--- The records ---
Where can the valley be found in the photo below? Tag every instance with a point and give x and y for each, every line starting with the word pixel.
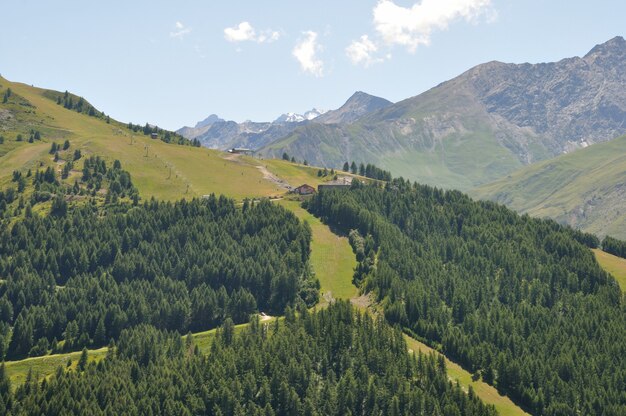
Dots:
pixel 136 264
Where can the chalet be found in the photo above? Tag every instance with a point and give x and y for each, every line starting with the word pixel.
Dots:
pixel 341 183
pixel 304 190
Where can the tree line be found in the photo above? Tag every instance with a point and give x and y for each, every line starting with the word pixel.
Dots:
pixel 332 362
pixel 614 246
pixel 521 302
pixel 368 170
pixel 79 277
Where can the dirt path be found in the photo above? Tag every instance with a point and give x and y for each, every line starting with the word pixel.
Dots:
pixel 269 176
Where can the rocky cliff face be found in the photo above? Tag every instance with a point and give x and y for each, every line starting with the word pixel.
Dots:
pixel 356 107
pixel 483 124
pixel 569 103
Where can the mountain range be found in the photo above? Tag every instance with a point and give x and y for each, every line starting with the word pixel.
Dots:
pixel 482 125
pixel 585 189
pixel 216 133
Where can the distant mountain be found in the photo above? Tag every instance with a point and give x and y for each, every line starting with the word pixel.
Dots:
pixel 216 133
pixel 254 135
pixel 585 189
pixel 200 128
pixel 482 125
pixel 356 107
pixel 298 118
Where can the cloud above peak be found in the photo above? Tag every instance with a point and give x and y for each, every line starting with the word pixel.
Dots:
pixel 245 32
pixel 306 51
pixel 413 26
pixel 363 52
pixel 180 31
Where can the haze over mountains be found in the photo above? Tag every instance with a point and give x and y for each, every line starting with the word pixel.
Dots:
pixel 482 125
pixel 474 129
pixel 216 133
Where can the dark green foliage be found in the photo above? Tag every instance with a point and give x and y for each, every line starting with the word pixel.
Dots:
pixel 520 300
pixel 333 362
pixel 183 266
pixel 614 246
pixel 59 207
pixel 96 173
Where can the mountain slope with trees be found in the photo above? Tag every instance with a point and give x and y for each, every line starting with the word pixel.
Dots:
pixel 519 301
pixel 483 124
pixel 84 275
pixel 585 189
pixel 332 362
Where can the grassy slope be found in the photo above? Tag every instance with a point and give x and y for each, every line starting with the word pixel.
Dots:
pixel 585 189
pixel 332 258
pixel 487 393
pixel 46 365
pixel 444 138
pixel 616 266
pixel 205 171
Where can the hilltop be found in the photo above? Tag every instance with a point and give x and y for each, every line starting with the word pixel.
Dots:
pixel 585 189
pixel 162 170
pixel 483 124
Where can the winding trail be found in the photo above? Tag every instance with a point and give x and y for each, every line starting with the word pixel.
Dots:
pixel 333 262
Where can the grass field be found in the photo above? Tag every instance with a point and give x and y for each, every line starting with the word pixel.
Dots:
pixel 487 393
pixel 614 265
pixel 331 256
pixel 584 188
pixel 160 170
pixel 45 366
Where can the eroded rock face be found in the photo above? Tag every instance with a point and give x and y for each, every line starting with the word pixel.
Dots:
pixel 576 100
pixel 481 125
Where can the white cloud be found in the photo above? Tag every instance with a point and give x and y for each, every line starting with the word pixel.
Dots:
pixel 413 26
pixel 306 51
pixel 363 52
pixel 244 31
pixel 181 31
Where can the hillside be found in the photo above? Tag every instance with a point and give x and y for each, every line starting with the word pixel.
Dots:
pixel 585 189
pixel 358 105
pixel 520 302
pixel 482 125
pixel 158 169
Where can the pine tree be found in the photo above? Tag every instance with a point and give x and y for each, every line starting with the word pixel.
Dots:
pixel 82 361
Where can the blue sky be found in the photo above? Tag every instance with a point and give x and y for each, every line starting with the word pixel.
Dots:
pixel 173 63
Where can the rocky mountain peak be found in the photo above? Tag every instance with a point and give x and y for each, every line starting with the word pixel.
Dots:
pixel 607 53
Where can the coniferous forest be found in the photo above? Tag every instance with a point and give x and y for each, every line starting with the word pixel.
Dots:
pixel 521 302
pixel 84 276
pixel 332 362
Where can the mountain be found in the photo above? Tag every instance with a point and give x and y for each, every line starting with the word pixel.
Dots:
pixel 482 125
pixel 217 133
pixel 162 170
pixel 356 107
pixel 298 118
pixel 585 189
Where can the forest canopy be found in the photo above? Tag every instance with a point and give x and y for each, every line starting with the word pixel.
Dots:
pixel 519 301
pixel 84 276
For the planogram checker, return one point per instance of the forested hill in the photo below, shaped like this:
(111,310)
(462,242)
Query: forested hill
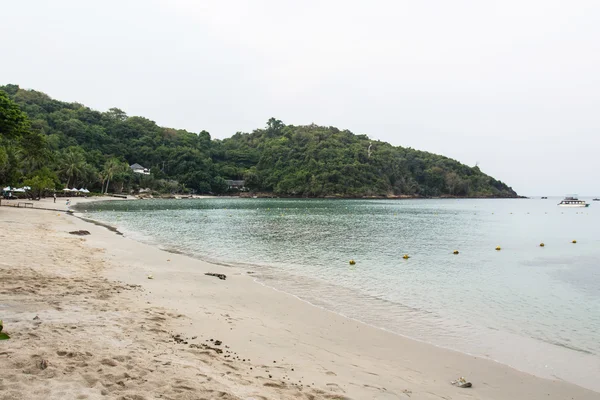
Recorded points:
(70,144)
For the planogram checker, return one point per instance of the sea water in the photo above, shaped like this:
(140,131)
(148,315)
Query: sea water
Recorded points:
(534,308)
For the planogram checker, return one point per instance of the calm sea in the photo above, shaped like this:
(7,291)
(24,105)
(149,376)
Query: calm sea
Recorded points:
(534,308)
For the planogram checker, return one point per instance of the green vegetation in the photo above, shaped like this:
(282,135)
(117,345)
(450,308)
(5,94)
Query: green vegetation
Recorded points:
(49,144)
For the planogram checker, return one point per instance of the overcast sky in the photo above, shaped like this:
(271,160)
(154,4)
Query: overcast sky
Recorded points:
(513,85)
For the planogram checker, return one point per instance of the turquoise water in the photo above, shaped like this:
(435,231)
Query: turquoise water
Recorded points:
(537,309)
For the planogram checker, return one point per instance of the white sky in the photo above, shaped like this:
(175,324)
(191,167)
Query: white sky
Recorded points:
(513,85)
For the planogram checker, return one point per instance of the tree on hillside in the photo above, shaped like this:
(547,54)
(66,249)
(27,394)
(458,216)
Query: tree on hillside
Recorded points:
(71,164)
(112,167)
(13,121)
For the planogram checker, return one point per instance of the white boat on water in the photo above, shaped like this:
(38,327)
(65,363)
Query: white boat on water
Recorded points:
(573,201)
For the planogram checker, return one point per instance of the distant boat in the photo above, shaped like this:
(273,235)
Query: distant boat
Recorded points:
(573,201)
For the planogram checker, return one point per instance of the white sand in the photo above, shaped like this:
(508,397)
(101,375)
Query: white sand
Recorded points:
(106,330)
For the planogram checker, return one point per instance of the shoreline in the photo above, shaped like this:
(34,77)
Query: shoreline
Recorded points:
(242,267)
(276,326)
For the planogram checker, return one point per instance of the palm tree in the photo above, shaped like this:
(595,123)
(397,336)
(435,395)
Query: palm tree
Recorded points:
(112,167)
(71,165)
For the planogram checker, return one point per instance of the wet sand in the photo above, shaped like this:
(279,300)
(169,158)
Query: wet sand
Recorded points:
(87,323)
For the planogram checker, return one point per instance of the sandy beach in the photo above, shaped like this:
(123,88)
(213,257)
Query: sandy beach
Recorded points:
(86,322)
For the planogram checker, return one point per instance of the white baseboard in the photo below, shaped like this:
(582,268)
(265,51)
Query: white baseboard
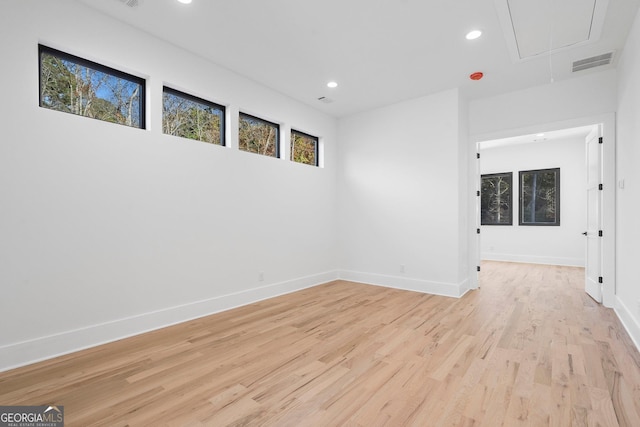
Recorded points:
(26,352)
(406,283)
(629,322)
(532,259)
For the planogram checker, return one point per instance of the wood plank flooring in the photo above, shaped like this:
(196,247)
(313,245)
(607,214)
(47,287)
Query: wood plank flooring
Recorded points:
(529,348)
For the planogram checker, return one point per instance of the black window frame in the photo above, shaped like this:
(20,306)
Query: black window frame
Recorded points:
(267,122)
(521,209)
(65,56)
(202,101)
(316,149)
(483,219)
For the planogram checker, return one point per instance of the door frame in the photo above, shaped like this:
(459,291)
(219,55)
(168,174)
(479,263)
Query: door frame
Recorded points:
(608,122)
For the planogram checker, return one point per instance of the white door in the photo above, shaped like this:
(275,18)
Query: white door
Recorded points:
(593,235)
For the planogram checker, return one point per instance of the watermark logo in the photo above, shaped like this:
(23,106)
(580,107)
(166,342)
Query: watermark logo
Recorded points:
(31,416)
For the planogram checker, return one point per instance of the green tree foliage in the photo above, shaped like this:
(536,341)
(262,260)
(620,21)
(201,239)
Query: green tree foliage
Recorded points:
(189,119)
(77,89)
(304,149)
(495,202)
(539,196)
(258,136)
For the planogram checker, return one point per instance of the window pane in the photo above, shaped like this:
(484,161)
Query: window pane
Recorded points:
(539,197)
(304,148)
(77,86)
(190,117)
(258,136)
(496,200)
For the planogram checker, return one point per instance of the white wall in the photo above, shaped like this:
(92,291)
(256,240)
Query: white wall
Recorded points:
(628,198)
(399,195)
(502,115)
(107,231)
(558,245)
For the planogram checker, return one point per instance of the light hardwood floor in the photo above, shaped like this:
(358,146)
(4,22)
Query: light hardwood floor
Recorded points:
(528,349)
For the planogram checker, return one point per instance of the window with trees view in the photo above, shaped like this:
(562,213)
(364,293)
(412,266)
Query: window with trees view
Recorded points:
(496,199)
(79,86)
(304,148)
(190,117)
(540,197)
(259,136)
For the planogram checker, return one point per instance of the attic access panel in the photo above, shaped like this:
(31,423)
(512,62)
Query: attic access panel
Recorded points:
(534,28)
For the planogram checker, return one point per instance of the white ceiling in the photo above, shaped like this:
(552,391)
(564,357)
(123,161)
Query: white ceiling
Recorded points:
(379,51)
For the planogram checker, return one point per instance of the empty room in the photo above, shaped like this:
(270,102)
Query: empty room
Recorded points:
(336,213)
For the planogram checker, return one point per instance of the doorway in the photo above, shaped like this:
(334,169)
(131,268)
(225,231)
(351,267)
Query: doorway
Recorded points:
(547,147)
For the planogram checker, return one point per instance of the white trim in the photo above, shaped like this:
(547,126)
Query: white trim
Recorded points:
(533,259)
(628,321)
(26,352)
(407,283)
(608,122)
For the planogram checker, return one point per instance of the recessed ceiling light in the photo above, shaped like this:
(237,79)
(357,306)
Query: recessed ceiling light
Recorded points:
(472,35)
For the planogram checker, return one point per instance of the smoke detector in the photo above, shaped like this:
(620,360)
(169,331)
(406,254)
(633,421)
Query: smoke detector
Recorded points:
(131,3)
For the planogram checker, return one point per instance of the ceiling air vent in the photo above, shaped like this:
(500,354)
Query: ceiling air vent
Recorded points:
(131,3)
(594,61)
---
--- The records ---
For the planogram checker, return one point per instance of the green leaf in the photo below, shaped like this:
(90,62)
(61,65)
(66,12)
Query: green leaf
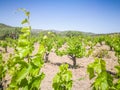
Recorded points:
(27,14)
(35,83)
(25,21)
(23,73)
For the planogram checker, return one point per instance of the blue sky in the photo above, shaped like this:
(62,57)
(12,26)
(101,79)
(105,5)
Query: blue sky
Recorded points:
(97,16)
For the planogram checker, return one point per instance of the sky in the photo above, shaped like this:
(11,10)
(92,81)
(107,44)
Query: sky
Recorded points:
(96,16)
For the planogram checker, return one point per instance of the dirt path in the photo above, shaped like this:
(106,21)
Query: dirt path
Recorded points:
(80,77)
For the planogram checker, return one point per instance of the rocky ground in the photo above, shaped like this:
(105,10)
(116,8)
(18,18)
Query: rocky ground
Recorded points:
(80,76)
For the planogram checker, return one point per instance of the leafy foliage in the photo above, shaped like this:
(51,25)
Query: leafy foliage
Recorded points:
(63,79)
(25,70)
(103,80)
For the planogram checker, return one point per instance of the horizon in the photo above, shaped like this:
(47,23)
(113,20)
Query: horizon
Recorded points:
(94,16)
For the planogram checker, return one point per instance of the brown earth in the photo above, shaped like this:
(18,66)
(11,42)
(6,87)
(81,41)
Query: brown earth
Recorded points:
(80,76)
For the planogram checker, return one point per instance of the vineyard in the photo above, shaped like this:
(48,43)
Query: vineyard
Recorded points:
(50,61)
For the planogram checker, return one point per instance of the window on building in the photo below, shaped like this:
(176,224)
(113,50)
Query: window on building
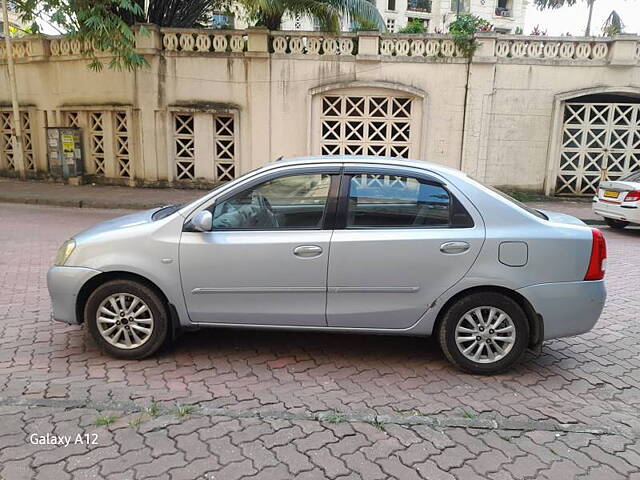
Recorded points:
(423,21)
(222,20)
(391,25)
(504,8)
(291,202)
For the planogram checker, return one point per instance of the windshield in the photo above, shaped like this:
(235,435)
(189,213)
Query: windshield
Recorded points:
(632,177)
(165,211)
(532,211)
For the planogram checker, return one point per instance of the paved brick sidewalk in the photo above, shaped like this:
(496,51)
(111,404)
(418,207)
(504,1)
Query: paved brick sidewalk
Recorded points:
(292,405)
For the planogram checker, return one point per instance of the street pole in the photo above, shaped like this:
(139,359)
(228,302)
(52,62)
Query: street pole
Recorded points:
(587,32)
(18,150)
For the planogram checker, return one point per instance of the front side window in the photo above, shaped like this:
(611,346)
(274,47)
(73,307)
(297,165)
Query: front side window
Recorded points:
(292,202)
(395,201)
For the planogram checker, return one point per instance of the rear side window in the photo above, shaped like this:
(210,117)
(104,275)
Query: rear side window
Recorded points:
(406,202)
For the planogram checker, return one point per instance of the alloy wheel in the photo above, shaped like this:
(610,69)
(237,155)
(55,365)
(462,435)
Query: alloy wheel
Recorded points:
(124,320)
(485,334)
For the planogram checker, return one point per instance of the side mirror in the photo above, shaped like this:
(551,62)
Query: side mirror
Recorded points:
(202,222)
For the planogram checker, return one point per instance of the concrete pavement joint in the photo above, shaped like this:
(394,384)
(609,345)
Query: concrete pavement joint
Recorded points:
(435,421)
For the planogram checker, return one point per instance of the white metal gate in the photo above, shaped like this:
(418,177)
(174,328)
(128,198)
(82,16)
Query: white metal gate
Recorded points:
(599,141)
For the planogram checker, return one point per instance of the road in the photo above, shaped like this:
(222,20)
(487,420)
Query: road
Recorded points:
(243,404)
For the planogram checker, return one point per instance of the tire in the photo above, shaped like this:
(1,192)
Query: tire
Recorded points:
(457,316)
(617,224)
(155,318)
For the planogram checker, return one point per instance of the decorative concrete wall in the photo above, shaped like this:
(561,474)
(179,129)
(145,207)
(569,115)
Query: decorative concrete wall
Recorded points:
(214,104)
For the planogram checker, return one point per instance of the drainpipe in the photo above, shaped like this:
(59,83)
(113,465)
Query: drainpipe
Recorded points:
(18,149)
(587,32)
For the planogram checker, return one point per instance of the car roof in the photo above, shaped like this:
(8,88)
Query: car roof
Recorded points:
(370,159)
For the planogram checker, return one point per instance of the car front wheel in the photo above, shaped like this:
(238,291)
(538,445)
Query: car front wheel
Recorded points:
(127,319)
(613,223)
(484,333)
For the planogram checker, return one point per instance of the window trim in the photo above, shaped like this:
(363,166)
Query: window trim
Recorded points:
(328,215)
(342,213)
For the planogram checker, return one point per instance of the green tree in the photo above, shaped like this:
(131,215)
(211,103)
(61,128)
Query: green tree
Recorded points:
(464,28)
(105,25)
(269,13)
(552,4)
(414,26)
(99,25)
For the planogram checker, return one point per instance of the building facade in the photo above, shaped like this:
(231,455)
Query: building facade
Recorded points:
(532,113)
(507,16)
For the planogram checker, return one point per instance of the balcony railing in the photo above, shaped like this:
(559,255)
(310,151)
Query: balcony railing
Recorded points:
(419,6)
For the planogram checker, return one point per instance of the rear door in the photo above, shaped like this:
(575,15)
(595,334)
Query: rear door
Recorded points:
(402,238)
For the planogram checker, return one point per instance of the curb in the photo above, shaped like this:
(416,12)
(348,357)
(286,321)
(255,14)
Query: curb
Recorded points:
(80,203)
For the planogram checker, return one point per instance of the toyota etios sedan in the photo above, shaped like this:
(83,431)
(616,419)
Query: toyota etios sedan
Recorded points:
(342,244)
---
--- The records ---
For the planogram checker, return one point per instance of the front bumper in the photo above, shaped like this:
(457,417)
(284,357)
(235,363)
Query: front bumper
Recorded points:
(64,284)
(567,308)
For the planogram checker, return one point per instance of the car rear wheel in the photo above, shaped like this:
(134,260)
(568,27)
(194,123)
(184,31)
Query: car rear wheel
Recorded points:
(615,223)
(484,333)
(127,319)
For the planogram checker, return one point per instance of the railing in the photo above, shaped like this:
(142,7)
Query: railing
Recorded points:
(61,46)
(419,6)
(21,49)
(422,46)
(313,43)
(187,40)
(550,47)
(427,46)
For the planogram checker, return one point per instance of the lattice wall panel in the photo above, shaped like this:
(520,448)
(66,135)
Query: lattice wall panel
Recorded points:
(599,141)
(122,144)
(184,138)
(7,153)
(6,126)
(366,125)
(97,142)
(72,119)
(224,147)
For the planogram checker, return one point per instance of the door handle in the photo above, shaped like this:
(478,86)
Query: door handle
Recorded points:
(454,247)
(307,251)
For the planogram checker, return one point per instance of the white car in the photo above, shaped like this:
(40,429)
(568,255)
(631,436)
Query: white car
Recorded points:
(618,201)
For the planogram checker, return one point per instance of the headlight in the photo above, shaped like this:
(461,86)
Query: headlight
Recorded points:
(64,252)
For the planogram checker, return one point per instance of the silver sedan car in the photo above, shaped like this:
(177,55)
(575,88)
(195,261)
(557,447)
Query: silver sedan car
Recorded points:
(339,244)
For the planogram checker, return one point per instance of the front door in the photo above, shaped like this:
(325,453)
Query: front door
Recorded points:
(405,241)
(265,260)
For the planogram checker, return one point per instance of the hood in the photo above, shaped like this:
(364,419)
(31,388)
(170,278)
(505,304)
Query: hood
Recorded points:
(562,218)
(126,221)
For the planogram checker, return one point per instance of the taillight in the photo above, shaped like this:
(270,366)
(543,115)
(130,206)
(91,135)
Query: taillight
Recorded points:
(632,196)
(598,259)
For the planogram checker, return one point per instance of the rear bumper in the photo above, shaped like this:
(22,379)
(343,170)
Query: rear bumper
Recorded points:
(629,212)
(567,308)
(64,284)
---
**Exercise aim**
Copy out the lines word for word, starting with the line that contains "Where can the valley" and going on through the line that contains "pixel 79 277", and leave the pictures out of your answer.

**Reply to the task**
Where can the valley be found in the photo below? Tag every instance with a point and give x and y for each, every line starting with the word pixel.
Dots:
pixel 136 264
Where can the chalet be found in the photo above? Tag every instance with a point and give x and y for each, every line starting with the word pixel.
Dots:
pixel 341 183
pixel 304 190
Where can the tree line be found in the photo above? Tag every instance with a point and give x and y for each, every line starting with the word pixel.
Dots:
pixel 332 362
pixel 614 246
pixel 521 302
pixel 368 170
pixel 79 277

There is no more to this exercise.